• **Supplied records**
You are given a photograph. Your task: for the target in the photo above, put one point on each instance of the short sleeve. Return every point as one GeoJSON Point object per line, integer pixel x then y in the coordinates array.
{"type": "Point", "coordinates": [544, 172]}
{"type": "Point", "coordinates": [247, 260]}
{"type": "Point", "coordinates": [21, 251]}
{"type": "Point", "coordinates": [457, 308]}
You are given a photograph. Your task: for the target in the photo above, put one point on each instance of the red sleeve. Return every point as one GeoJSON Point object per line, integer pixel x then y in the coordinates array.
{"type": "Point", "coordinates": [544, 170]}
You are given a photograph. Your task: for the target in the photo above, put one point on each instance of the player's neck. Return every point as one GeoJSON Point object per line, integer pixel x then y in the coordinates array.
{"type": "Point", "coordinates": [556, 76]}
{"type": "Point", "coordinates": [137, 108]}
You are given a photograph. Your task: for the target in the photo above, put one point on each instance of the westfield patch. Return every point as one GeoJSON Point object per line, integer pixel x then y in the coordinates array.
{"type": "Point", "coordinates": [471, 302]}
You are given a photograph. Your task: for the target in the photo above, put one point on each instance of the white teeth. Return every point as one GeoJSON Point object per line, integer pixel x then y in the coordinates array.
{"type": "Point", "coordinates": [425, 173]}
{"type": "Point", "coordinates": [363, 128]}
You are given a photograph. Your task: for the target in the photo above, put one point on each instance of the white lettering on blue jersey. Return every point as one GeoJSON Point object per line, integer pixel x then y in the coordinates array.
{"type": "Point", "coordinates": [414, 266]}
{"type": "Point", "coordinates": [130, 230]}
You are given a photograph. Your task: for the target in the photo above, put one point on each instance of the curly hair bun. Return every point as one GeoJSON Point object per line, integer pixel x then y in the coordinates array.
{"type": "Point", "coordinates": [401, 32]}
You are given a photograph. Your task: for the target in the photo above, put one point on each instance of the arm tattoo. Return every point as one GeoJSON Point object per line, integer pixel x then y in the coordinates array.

• **Task to complete**
Could you transcribe the records in full, exactly?

• **Solution to the problem**
You are given a photograph. Your task: for the target in the photo above, put one point on each instance of the short sleeve. Return every point as one GeoJSON Point object per line, integer pixel x then y in the coordinates array.
{"type": "Point", "coordinates": [544, 172]}
{"type": "Point", "coordinates": [247, 260]}
{"type": "Point", "coordinates": [21, 251]}
{"type": "Point", "coordinates": [457, 308]}
You are given a photograph. Your task: for the target in the photo above, put one point on each instance of the red sleeve. Return every point as one GeoJSON Point object per line, integer pixel x then y in the coordinates array.
{"type": "Point", "coordinates": [544, 170]}
You are given a photograph. Your task: for the target in the photo above, put one point on each instance of the player's neck. Return every point as one GeoJSON Point object per line, integer pixel x then y in the coordinates array.
{"type": "Point", "coordinates": [556, 76]}
{"type": "Point", "coordinates": [137, 108]}
You are given a photograph. Your task: for the target in the photo above, put one point on each instance of the westfield patch. Return every point as one GeoJSON Point object per line, integer pixel x then y in the coordinates array.
{"type": "Point", "coordinates": [471, 302]}
You are given a photograph. Your task: for the target in the photo above, put one point on each instance of the white teeth. Return every point as one GeoJSON Point object per line, integer pixel x then y in the coordinates array.
{"type": "Point", "coordinates": [425, 173]}
{"type": "Point", "coordinates": [363, 128]}
You are given a photograph. Your task: for the target in the photo above, put one point on each instance of the white lettering on blue jersey. Return every point as one GeoJSON Point object per line, integer pixel x then y in the coordinates array.
{"type": "Point", "coordinates": [414, 266]}
{"type": "Point", "coordinates": [130, 230]}
You are given a photograph. Your task: for the target in the photo above, put one point on each instance of the curly hair bun. Return every point as one GeoJSON Point object per line, integer pixel x then y in the coordinates array.
{"type": "Point", "coordinates": [401, 32]}
You are given a photograph. Your task: for the target in the photo above, put one point on each instance of the arm tattoo. Return every point as one GeoJSON Point object per line, integer pixel x then y in the coordinates array.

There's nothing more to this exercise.